Coordinate labeling data:
——————
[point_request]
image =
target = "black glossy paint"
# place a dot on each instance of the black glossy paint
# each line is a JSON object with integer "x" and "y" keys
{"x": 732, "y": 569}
——————
EXERCISE:
Write out all of these lines again, requests included, multiplying each coordinate in the answers by 2.2 and rounding to the nearest whole number, with halves rounded up.

RESPONSE BELOW:
[point_request]
image =
target = "black glossy paint"
# place a dot on each instance of the black glossy paint
# each line is a JSON object with integer "x" and "y" keys
{"x": 1610, "y": 1252}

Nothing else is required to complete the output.